### Task statement
Reproduce the entire listing below line for line, with every character unchanged.

### Source records
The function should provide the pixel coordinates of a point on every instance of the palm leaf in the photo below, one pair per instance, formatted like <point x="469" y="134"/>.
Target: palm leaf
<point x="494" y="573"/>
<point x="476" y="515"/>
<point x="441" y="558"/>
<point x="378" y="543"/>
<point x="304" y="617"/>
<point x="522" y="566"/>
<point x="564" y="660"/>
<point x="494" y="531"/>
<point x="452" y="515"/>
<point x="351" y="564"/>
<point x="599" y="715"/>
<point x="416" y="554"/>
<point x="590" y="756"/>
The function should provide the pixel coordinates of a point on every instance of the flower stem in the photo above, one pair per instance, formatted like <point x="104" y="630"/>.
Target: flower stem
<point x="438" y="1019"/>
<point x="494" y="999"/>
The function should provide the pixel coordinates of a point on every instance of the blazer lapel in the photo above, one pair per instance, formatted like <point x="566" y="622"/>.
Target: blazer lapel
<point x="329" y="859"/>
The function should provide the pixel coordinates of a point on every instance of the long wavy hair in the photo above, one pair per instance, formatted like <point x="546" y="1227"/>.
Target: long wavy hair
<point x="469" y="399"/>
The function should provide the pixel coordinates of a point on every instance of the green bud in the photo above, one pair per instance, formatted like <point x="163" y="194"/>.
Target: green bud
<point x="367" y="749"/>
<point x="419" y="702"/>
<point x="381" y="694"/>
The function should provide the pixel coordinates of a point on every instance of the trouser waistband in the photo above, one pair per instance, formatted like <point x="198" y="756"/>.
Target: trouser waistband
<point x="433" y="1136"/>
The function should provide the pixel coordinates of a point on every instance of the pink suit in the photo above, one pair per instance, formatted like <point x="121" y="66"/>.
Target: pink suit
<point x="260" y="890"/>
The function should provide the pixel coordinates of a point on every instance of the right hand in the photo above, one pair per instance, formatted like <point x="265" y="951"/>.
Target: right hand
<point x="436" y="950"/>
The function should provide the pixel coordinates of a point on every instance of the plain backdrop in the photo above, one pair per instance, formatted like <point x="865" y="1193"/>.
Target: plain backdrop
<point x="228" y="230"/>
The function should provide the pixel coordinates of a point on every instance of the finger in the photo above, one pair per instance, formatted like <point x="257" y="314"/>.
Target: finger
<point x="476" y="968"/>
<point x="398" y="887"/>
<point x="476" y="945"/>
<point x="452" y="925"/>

### Expected answer
The function should provide the pixel coordinates of a point on every instance of the palm leaf in the photo below, one pair per instance, formatted like <point x="469" y="134"/>.
Target: palm leaf
<point x="494" y="573"/>
<point x="476" y="515"/>
<point x="441" y="558"/>
<point x="378" y="543"/>
<point x="304" y="617"/>
<point x="522" y="566"/>
<point x="564" y="660"/>
<point x="494" y="531"/>
<point x="452" y="515"/>
<point x="351" y="564"/>
<point x="599" y="715"/>
<point x="416" y="554"/>
<point x="590" y="756"/>
The function should provide the pixel coordinates of a point on every instance of the flower stem in the photo above, one pair per instance, formatted like <point x="104" y="630"/>.
Target: flower stem
<point x="438" y="1019"/>
<point x="494" y="999"/>
The function should provide the pixel coordinates of a point on every instance of the blazer lapel in the photo above, one pair per instance, formatted like <point x="566" y="622"/>.
Target: blazer lapel
<point x="329" y="859"/>
The function should provide the pixel coordinates of a point on every instance of the long wavy hair in the photo above, one pair per instance, formatted like <point x="546" y="1227"/>.
Target: long wavy hair
<point x="469" y="399"/>
The function should provide the pixel coordinates of a point on every instance of the green bud in the photo above, one pair per instance, formatted like <point x="163" y="194"/>.
Target: green bud
<point x="367" y="749"/>
<point x="419" y="702"/>
<point x="381" y="694"/>
The function should provide the pixel coordinates of a point on every instance of the trouser waistband in the photo above, one pair per instance, formatted like <point x="198" y="756"/>.
Target: trouser waistband
<point x="433" y="1136"/>
The function should provide the pixel coordinates of a point on every instance of the pink suit in the photo above, one pair per instance, formatted like <point x="121" y="66"/>.
Target: pink suit
<point x="260" y="890"/>
The function should provide the pixel coordinates of a point on every instance of the right hand in the photo above, one pair per instance, formatted like <point x="265" y="951"/>.
Target: right hand
<point x="436" y="950"/>
The function should provide the pixel coordinates of a point on every instance of the plain backdrop in the photo above, one pair per instance, formatted like <point x="865" y="1193"/>.
Target: plain backdrop
<point x="228" y="230"/>
The function should provide the pixel coordinates of a point on every instance of the finger in the photo above, one pair per instance, formatted like <point x="257" y="314"/>.
Target: finger
<point x="476" y="968"/>
<point x="398" y="887"/>
<point x="476" y="945"/>
<point x="452" y="925"/>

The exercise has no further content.